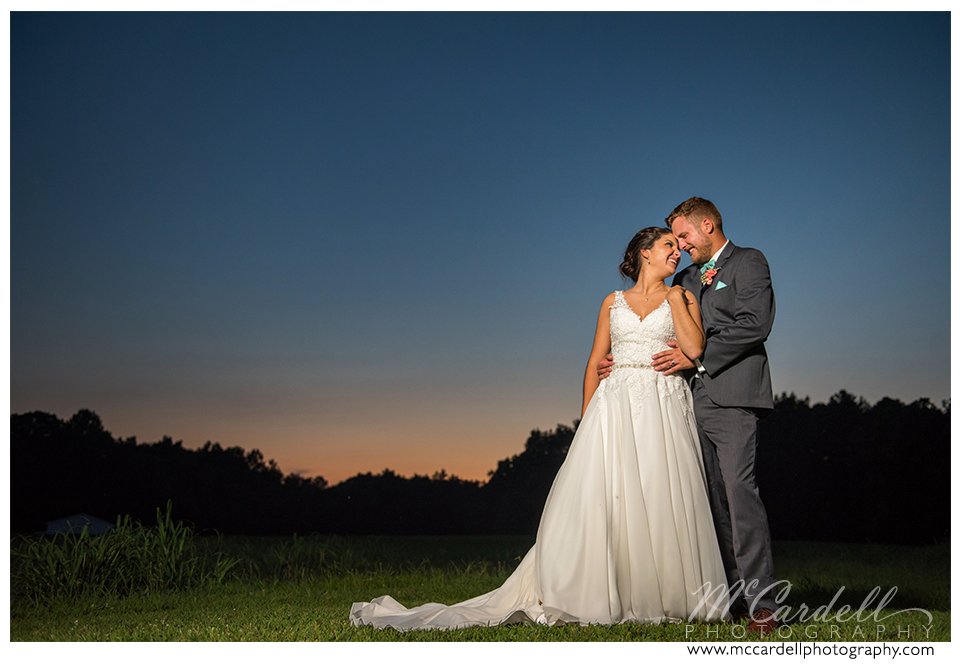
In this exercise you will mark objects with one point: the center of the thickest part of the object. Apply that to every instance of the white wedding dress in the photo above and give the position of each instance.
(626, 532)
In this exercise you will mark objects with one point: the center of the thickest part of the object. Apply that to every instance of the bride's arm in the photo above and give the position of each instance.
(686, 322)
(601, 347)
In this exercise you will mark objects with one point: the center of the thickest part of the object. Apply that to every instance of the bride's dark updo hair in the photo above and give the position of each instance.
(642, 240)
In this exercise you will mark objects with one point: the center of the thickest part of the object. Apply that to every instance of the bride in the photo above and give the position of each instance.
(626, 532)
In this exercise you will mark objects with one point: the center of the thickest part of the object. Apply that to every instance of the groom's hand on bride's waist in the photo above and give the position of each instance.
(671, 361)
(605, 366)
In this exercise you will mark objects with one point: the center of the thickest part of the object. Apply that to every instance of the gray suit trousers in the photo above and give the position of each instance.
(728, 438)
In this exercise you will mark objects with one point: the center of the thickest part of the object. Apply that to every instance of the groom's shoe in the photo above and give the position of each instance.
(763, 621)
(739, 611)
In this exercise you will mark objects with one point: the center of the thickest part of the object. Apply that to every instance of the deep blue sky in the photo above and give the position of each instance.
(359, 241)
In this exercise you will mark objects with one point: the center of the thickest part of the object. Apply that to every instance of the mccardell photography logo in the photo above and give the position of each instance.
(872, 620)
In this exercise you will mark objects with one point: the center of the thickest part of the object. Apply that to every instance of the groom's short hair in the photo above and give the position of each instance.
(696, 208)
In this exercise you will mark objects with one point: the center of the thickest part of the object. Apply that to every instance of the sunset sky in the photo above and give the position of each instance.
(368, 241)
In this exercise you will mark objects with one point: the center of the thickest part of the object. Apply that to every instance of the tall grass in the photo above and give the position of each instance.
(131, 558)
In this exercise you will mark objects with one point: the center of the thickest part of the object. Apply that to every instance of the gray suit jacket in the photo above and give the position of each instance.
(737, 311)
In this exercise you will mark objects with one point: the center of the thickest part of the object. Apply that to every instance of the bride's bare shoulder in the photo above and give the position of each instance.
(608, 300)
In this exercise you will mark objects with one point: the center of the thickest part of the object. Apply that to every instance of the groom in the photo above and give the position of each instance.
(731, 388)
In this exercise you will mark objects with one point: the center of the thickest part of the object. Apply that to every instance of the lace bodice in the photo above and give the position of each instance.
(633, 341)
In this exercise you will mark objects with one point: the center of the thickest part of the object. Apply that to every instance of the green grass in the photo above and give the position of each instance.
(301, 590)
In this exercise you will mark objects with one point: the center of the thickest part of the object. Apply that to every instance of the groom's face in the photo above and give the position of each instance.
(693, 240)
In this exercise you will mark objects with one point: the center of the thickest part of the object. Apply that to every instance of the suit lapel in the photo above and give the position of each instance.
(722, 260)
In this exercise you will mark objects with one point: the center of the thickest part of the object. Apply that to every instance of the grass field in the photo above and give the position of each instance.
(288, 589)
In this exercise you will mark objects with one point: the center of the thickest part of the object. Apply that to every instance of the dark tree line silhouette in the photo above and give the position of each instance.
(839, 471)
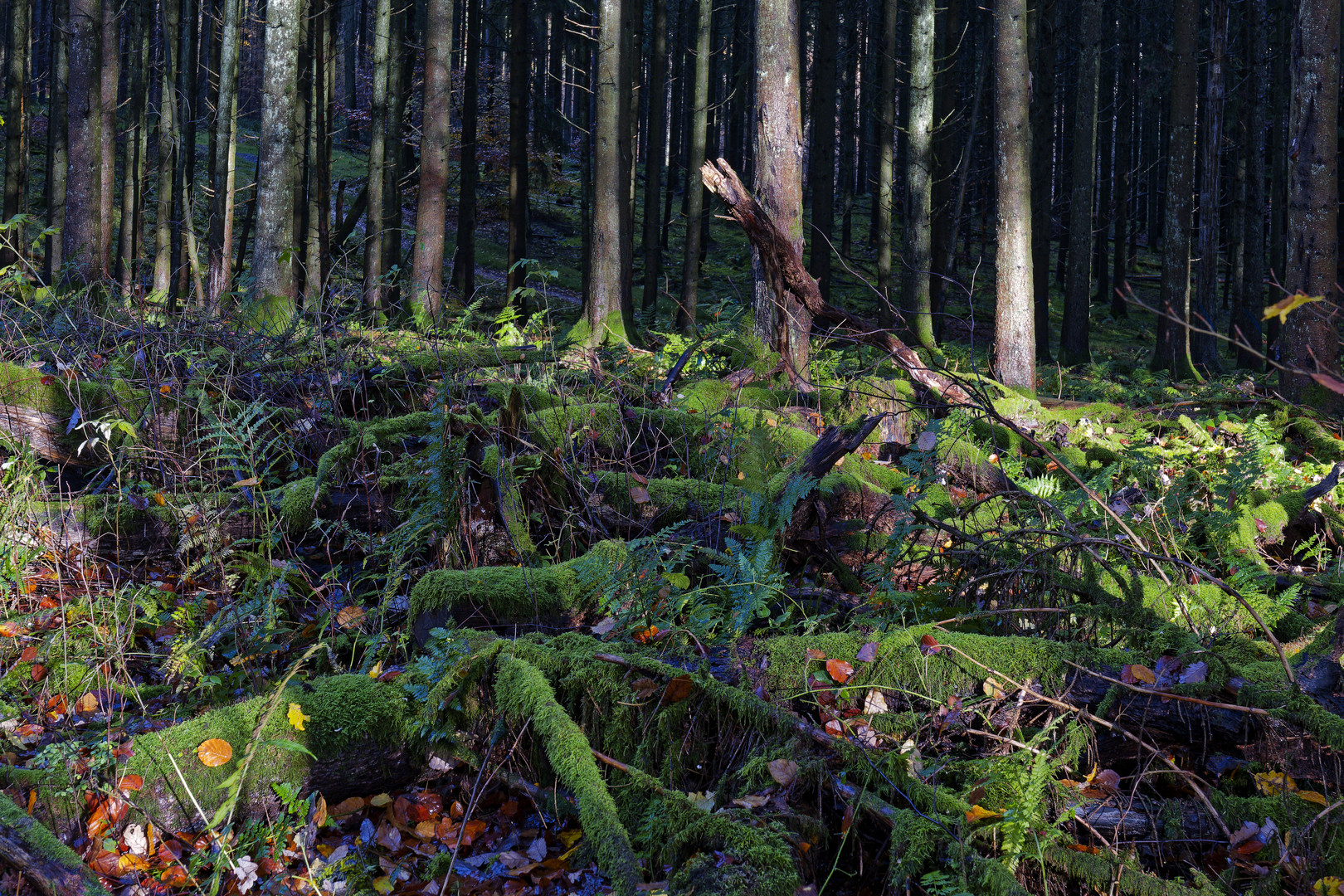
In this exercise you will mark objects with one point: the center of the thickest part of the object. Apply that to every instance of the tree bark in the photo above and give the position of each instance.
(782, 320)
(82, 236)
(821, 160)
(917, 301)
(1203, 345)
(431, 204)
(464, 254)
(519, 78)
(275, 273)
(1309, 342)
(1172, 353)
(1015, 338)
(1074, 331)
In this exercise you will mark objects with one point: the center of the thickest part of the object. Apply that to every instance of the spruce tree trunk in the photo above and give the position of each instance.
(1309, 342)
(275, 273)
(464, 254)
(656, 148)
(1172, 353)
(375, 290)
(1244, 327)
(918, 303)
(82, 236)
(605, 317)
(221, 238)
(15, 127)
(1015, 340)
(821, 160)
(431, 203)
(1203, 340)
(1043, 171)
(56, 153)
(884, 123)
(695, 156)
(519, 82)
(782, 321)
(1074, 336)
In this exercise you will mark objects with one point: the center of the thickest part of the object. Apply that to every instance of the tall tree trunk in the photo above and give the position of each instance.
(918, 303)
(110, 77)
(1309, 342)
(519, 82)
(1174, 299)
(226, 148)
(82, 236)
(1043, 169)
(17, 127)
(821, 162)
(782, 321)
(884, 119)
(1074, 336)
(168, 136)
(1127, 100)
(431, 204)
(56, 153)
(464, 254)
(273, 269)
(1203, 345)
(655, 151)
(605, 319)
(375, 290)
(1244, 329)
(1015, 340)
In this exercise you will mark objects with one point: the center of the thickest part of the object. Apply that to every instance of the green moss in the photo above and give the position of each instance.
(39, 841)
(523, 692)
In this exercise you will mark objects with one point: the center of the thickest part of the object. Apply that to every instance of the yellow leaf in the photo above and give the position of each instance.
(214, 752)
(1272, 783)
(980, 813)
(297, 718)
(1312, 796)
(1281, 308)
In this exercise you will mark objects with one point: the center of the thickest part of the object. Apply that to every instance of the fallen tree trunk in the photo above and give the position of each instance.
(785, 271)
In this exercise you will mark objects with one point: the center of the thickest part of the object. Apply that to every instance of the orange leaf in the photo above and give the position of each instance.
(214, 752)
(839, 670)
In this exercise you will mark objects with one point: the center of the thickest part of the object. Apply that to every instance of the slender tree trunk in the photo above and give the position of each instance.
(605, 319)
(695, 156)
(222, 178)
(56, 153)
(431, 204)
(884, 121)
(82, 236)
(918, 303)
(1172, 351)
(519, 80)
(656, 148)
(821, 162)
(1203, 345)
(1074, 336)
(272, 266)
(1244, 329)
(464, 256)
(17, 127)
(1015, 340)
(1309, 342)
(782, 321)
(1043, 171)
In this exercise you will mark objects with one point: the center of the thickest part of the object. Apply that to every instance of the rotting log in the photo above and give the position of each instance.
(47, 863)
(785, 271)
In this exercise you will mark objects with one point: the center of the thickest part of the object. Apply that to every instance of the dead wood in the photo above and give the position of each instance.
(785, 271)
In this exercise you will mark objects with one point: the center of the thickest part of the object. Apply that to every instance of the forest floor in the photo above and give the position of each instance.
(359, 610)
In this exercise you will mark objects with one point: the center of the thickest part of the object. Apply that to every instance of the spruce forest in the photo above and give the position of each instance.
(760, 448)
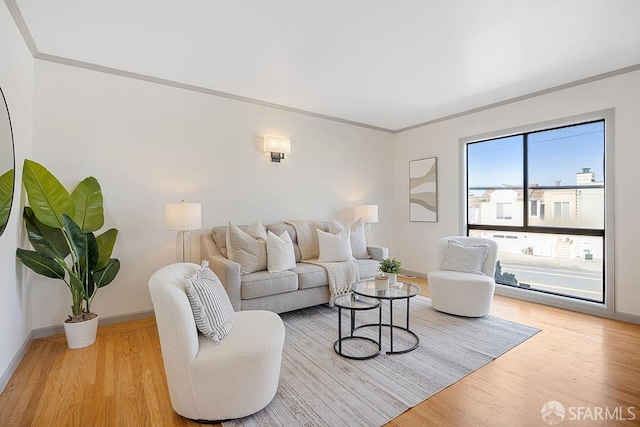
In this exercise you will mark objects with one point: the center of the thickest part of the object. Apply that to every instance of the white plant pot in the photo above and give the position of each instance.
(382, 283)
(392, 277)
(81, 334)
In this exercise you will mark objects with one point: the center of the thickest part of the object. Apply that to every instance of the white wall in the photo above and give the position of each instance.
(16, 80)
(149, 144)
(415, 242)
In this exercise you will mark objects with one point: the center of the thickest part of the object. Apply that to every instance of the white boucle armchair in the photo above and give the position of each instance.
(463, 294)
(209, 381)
....
**YOUR TASK**. Reproduce the material word for word, pictures excluded.

**OUTPUT FOR THIS TASK**.
In this exercise you will mark objects with one point: the center of the thickest part of the object. Apply that to every instance of the white wedding dress in the photo above and give the position of each instance.
(626, 532)
In this exercise you will mark objects with one point: the center of the thickest part of the object. Apply that to every instance of the bride's arm in the photo above and give the position of each instance.
(686, 322)
(601, 347)
In this exercise you will mark objects with one point: the center of the thickest part of the object. Apply that to every instance of the bride's dark updo hair in the photo above and give the position of each instance.
(642, 240)
In this exercise you will mark objects with one point: the center of the thickest part of the object. Apply that to every instance of the bride in the photo above and give the position of each instance.
(626, 532)
In this exercise you will mark objects with one point: the center of the thickest part of the object. Apply that to every instance of the groom's hand on bride's waist in the photo above and give the position of each instance.
(671, 361)
(605, 366)
In this exercise you will mark objects with one point: the center of the thickest part of the object. Apply that to every instance of the gray suit trousers in the photo above and give the position of each instance.
(728, 438)
In this exercise you will mark objects with one point: the center of the thickest part of the object. Apply that to every instance of the groom's shoe in the photo above and give the position of each instance.
(763, 621)
(739, 611)
In this exercise you will mark objects with one point: the center of the thickest part of the object. Apply that to every instance of the deep blue sky in the photo above and give the position of each instance.
(359, 241)
In this exercise you will mark objects with one point: the center of the thickest part of the object. Apply that to every instance of the mccardell photography logo in the photo above and give the position of each instance.
(872, 620)
In this exercise you will mark objects with one point: the center of the thickest part of the object. Apply that to every instance of the groom's short hair in the photo above and give the position of each instance.
(696, 208)
In this exercise you will mark objects with one point: the center of the thickest part of the object. Apply that to every instance of the sunset sky in the photo above and give the position of each instance.
(368, 241)
In this exercise you will mark objects with one point: the center of the thickest part of the object. Apply that to every instance of the tall grass in the photo above and give the position of each instance.
(131, 558)
In this exercise you will mark objects with one point: the center of the thickest part of the object. Apply that to every instance of the gray suit jacket in the photo above and give the position of each instance.
(737, 311)
In this exercise you will mark objects with one point: the center of the thickest part of the object. Apply that to every instance of the bride's bare shoulder in the photo above and give the position of each instance.
(608, 300)
In this exercise you will mark objects with one point: the center of the thickest part of the object. Apply that to every instance of the groom in the photo above and give the position of each instance.
(731, 388)
In this exercise you will mark objects with one point: the center of the thickest part of the object. Apply that to every instance of the lace bodice in the photo above and give the position of each instance.
(633, 341)
In this exercise you will mark objects with one point: the center of the thickest part of the object. Apply that to every instance of the green grass in the photo above and give the position of each instance.
(301, 590)
In this exercise you will mark objects with one point: the center of the thickest part of the object. Apply that to every instance of the groom's face in the photo above and give the position of each instance.
(693, 240)
In this exercise you will mark objects with one point: the center of the thickest part of the object. Apply that to every instance of the suit lapel in the photo above and give the position of each instance.
(722, 260)
In this exercise you will mark objects with one point: the center of the thickest part of the object. Apply that to every instance of the grass field in the photo above and give the position of each instance.
(288, 589)
In this exercise you will mark objects with one point: the center of the thickest part of the object. Apply that to every instance of the dark tree line silhouette in the photo above and give the position of each instance.
(839, 471)
In this exercise you will mark objects with one point: the center of the thickest part of the object. Apply that to every instance of the tree bark in the photo above and give the position of each instance.
(782, 320)
(82, 236)
(821, 160)
(917, 301)
(1203, 345)
(431, 204)
(464, 254)
(519, 78)
(275, 273)
(1309, 342)
(1172, 353)
(1015, 338)
(1074, 331)
In this exercise you will mark objects with one point: the center of the thickest part of the object. Apply that to every instance of the spruce tree trunk in the photo above and give the position of each instance.
(1309, 342)
(275, 273)
(464, 254)
(656, 148)
(1172, 353)
(375, 290)
(1244, 327)
(918, 303)
(82, 236)
(605, 317)
(221, 238)
(15, 127)
(1015, 340)
(821, 160)
(431, 203)
(1203, 340)
(1043, 171)
(56, 153)
(884, 123)
(695, 156)
(519, 82)
(782, 321)
(1074, 336)
In this exercise you will mark objects with one point: the center of the thickest part of the object. Apply that to every instance of the tall tree trunk in the photo above and give the position of each instance.
(918, 303)
(110, 77)
(1309, 342)
(519, 82)
(1174, 299)
(226, 148)
(82, 236)
(1043, 169)
(17, 127)
(821, 162)
(782, 321)
(884, 119)
(1074, 336)
(168, 136)
(1127, 100)
(431, 204)
(56, 153)
(464, 254)
(273, 269)
(1203, 345)
(655, 151)
(605, 319)
(375, 290)
(1244, 329)
(1015, 340)
In this exercise you will mark objects with one point: the center of the thickest part of the object. Apply that to every instance of the green moss in the photo above and give the position of each instance.
(39, 841)
(523, 692)
In this exercise you will mark objects with one point: the center of the thickest part of the object. Apply that to every instance of the yellow leaf in the photo above and give the position of each instance.
(214, 752)
(1272, 783)
(980, 813)
(297, 718)
(1312, 796)
(1281, 308)
In this exercise you will mark objects with one point: the center of the thickest part of the object. Apply that to every instance of the fallen tree trunk in the photo above and give the position of each instance.
(785, 271)
In this exercise you will mark objects with one point: the center of the thickest part of the object. Apply that to every instance of the orange leaf in the photo above and give the position of each instance.
(214, 752)
(839, 670)
In this exercise you will mark objects with one point: the center of the thickest part of the object. Apply that to every instance of the slender tree trunk in the photo above and give the position of each instance.
(605, 319)
(695, 156)
(222, 178)
(56, 153)
(431, 204)
(884, 121)
(82, 236)
(918, 303)
(1172, 351)
(519, 80)
(656, 148)
(821, 162)
(1203, 345)
(1074, 336)
(272, 266)
(1244, 329)
(464, 256)
(17, 127)
(1015, 340)
(1309, 342)
(782, 321)
(1043, 171)
In this exercise you will mark objects with one point: the center of the thickest part of the object. Apply that to every instance of the rotting log in the photo above and give the position of each instance.
(47, 863)
(785, 271)
In this exercise you will mark objects with one point: the center of the thickest part of the object. Apply that to every instance of the dead wood in the photo above and give the position of each instance.
(785, 271)
In this exercise you will mark objects with one point: the center of the thickest part of the object. Apply that to every instance of the forest floor in the photo above and give the position of each instance.
(359, 610)
In this exercise you will mark objects with one point: the center of the thickest part of the object. Apply that to every instance of the spruce forest in the photo above and give the position of each instance.
(760, 448)
In this exercise you will mark objects with one point: the center of the thickest part of the object. Apply that to every instance of the white plant pot in the photo above and give the position of each instance.
(382, 283)
(392, 277)
(81, 334)
In this exercise you will mark objects with one point: the center of the thickest part of the object. Apply that to every instance of the white wall in the photo above and give the position of each instance.
(16, 80)
(149, 144)
(415, 242)
In this exercise you will mark objects with one point: the center of the thickest part of the object. Apply that to every instance of the white boucle armchair in the photo above and give the position of each instance.
(463, 294)
(209, 381)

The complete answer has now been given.